Document.
In [None]:
import yfinance as yf
import numpy as np

ticker = 'AAPL'

start_date = "2015-01-01"
df = yf.download(
    ticker, 
    interval='1d',
    start=start_date,
    # period='10y',
)
df.columns = df.columns.get_level_values(0)
df = df[['Close']] # keep only close prices
df['return'] = df['Close'].pct_change()

df.to_csv('data.csv')

In [None]:
import numpy as np
import pandas as pd

data = pd.read_csv('data.csv', index_col = 'Date')

In [None]:
initial_price = data.loc['2025-01-16', 'Close']

cutoff_ratio = np.array([np.exp(-.3), np.exp(-.03), np.exp(.03), np.exp(.3), ])
cutoff_price = initial_price * cutoff_ratio

In [None]:
cutoff_price

In [None]:
prices_to_run = [ 160, 200, 230, 260, 310 ]

## Side: HMM

In [None]:
import numpy as np
import pandas as pd

import matplotlib.pyplot as plt

from hmmlearn.hmm import GaussianHMM

In [None]:
data.dropna(inplace=True)

X = data['return'].values.reshape(-1, 1)
model = GaussianHMM(n_components=2, covariance_type='full', n_iter=1000).fit(X)

Provided material.

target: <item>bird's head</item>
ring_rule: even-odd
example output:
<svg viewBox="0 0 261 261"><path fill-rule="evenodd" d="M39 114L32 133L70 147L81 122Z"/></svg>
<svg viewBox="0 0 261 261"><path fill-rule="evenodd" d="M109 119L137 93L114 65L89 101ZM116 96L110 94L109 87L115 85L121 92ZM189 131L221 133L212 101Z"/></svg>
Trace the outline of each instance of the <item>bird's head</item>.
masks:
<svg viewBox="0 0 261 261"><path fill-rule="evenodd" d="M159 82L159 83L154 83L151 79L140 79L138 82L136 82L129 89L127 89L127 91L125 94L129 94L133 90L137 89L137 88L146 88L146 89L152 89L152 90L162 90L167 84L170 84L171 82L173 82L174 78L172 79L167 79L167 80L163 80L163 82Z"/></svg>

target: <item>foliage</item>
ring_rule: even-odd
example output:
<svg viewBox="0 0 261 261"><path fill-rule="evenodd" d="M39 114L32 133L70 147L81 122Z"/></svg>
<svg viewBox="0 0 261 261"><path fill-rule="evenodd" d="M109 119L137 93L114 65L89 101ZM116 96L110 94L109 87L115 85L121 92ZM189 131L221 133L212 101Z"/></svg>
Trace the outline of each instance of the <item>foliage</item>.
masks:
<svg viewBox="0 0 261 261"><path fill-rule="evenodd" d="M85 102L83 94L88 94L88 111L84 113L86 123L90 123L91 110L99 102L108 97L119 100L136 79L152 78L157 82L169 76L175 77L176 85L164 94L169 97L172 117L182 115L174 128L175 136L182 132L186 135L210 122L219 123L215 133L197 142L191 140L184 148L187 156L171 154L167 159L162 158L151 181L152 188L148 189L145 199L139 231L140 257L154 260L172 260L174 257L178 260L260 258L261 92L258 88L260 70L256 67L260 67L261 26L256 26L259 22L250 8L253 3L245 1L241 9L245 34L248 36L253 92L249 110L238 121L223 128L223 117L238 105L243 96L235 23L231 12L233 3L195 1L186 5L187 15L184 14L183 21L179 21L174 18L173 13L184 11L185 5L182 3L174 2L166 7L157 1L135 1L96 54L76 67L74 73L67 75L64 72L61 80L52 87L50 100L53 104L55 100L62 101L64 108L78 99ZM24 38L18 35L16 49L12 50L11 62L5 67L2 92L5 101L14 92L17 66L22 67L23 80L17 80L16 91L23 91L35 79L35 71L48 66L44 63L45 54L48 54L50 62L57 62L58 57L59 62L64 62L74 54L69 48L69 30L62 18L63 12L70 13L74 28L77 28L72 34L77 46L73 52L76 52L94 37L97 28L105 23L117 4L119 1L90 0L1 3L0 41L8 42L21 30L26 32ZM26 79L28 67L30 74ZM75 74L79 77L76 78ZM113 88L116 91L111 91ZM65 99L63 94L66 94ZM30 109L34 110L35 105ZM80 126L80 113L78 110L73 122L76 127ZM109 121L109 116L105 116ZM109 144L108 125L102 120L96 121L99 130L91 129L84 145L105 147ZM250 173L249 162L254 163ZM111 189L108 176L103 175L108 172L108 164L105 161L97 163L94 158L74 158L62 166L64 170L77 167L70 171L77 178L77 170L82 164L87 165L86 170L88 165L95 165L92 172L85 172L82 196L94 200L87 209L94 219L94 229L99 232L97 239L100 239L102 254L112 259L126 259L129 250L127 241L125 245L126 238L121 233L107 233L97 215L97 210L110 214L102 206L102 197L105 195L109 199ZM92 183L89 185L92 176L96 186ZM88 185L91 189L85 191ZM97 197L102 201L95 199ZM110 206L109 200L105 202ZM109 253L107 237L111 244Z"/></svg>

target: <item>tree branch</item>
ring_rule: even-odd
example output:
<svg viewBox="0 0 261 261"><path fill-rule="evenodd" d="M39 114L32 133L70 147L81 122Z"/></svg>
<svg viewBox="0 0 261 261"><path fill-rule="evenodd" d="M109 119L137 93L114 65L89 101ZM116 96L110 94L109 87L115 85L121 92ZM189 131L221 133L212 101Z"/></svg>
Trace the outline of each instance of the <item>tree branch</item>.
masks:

Stated problem.
Copy out the entire yfinance notebook verbatim, keeping every line unchanged.

Exercise response.
In [None]:
import yfinance as yf
import numpy as np

ticker = 'AAPL'

start_date = "2015-01-01"
df = yf.download(
    ticker, 
    interval='1d',
    start=start_date,
    # period='10y',
)
df.columns = df.columns.get_level_values(0)
df = df[['Close']] # keep only close prices
df['return'] = df['Close'].pct_change()

df.to_csv('data.csv')

In [None]:
import numpy as np
import pandas as pd

data = pd.read_csv('data.csv', index_col = 'Date')

In [None]:
initial_price = data.loc['2025-01-16', 'Close']

cutoff_ratio = np.array([np.exp(-.3), np.exp(-.03), np.exp(.03), np.exp(.3), ])
cutoff_price = initial_price * cutoff_ratio

In [None]:
cutoff_price

In [None]:
prices_to_run = [ 160, 200, 230, 260, 310 ]

## Side: HMM

In [None]:
import numpy as np
import pandas as pd

import matplotlib.pyplot as plt

from hmmlearn.hmm import GaussianHMM

In [None]:
data.dropna(inplace=True)

X = data['return'].values.reshape(-1, 1)
model = GaussianHMM(n_components=2, covariance_type='full', n_iter=1000).fit(X)